TEXT PASSAGE:
/---

1. Workers’ rights abuses
In the bid to mass produce cheap clothing quickly, sourcing from countries where the national minimum wage is significantly below what is needed to live a comfortable life, and people are forced to work in unsafe conditions, is common practice.
Clothing brands contribute to mass worker exploitation by squeezing suppliers to lower prices; enforcing deadlines that can’t realistically be met in an ethical way; and paying suppliers months after receipt of products. Some even refuse to pay up until the stock has been sold.
“The ways that fashion brands buy clothes and textiles causes job losses, poverty wages, excessive overtime, and unsafe working conditions for the people who make our clothes all over the world”, according to Fiona Gooch of Traidcraft Exchange.
Amazon, Boohoo, Missguided, Quiz, Shein, TK Maxx and White Stuff all scored a worst Ethical Consumer rating for Supply Chain Management. Shein was particularly notable because it barely discussed its supply chain at all.

\---

STORED ROWS:
/---

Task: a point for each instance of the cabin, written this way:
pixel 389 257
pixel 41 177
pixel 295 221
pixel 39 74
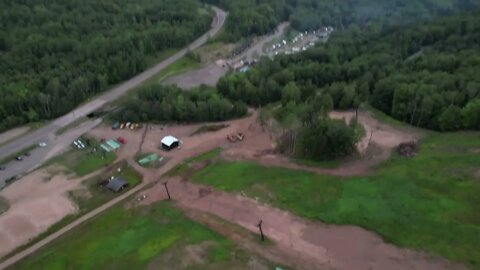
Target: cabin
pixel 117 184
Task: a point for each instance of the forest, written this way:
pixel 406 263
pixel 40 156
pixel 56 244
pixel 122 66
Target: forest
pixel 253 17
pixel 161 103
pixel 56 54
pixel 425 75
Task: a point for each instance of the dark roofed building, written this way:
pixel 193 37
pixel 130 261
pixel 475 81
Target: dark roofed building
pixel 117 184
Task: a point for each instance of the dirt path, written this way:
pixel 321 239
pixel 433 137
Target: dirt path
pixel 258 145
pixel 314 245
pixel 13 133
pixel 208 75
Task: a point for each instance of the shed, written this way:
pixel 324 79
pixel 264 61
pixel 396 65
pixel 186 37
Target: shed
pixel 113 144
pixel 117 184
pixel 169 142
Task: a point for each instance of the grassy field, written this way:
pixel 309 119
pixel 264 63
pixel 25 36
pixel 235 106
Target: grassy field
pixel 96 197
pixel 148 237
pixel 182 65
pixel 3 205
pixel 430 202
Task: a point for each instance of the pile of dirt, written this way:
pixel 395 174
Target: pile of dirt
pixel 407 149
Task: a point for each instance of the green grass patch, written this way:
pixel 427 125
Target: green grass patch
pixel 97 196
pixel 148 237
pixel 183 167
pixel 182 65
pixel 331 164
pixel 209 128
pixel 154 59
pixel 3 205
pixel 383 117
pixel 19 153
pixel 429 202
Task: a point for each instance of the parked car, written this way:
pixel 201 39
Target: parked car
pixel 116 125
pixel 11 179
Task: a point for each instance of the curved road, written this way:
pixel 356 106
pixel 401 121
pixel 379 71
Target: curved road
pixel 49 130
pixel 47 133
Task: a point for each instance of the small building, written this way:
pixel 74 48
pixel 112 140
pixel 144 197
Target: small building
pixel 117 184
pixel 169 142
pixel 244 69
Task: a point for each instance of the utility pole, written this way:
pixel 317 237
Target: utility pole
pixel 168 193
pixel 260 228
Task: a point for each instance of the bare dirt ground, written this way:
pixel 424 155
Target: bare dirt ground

\---

EXERCISE INSTRUCTIONS:
- A) List every clothing company that the passage on workers' rights abuses names as receiving the worst Ethical Consumer rating for Supply Chain Management.
- B) Answer each question from the passage on workers' rights abuses, one answer per line and marked to match:
(i) Who is quoted on how fashion brands buy clothes and textiles, and with which organization?
(ii) Until what point do some brands refuse to pay their suppliers?
(iii) For what reason was Shein singled out as particularly notable?
- C) Resume the passage on workers' rights abuses in clothing production, beginning after its final sentence.

PER-TASK ANSWERS:
- A) Amazon, Boohoo, Missguided, Quiz, Shein, TK Maxx, White Stuff

- B)
(i) Fiona Gooch of Traidcraft Exchange
(ii) Until the stock has been sold
(iii) It barely discussed its supply chain at all.

- C)
Worker exploitation in the fashion industry shot to the forefront of global consciousness in 2013 with the collapse of the Rana Plaza building. This building in Bangladesh contained five garment factories, and was constructed using sub-standard materials and poor structural planning. The collapse killed at least 1,132 people, and 2,500 were injured.
Many companies committed to initiatives to improve conditions for workers through the Bangladesh Accords. However, this is a voluntary initiative (which many big brands such as Amazon, Gap and Missguided never signed).
In countries where the minimum wage is significantly lower than the living wage (six times lower in Bangladesh), even if workers are paid the legal minimum wage they are technically being paid at poverty levels (below what is needed to meet basic needs and live a healthy life). The smallest decrease in pay, failure to pay overtime rates or a bonus, or delayed payment from the employer, can push workers and families into destitution. These low wages therefore limit (or entirely remove) workers’ ability to speak out about dangerous or exploitative working conditions because of the damage even a slightest decrease in their pay packet might have.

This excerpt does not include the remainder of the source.